- [Selection]:
--- start ---
# Community College vs. Private



## iamtheguy22 (Oct 19, 2005)

I am looking to go to a culinary school and I have narrowed it down to the local community college and Robert Morris College out here in Chicago. They both have the same credentials and the only difference I can see is that RMC is outrageously priced. I can go to the community college for almost a 1/4 of the cost. What is the deal with the private education cost and does it really matter if I put a private school's name on my resume as opposed to a commuity college?


----------



## liv4fud (Jul 14, 2005)

check out the thread titled $0.02 which was a discussion about schools in chicagoland area

and there are a couple more in which gabby29 has posted a bunch of responses

if you don't mind, which is the community college that you have shortlisted your option to?


----------



## iamtheguy22 (Oct 19, 2005)

I should have said its two community colleges. I am really considering Moraine Valley Community College and Joliet Junior College. I haven't really heard too much about Moraine Valley but everything I hear about JJC is very good. I read your .02 cents thread and read all the school rankings.
--- end ---
- [Set task A]:
Name every college that the thread identifies by its full name.

- [Provided data]:
--- start ---
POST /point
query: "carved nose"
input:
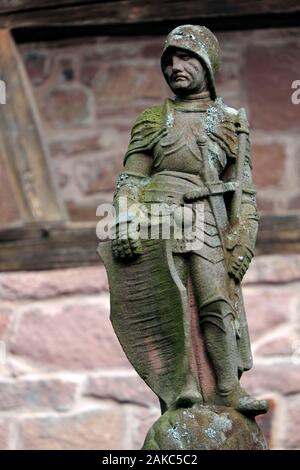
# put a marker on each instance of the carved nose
(177, 63)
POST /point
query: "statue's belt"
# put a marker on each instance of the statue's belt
(209, 189)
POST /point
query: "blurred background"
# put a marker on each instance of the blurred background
(76, 77)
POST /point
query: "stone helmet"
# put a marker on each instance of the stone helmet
(202, 43)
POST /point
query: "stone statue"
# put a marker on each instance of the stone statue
(176, 302)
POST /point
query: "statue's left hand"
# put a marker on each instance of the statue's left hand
(239, 260)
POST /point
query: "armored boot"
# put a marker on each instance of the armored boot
(222, 351)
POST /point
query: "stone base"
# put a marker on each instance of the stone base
(204, 428)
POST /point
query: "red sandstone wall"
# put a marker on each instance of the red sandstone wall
(66, 383)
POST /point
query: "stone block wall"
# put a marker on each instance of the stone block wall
(66, 383)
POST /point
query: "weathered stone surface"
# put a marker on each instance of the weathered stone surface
(93, 429)
(130, 389)
(273, 269)
(73, 337)
(274, 378)
(267, 423)
(37, 394)
(204, 428)
(264, 157)
(47, 284)
(265, 203)
(266, 307)
(269, 73)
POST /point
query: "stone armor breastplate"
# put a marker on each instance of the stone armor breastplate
(177, 153)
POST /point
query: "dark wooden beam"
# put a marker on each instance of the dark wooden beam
(130, 12)
(74, 244)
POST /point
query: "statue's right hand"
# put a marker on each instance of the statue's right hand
(127, 242)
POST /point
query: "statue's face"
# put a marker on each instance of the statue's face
--- end ---
- [Set task B]:
Please copy each line of the records above that contains the string "base". Case counts.

- [Final result A]:
Robert Morris College
Moraine Valley Community College
Joliet Junior College

- [Final result B]:
query: "stone base"
# put a marker on each instance of the stone base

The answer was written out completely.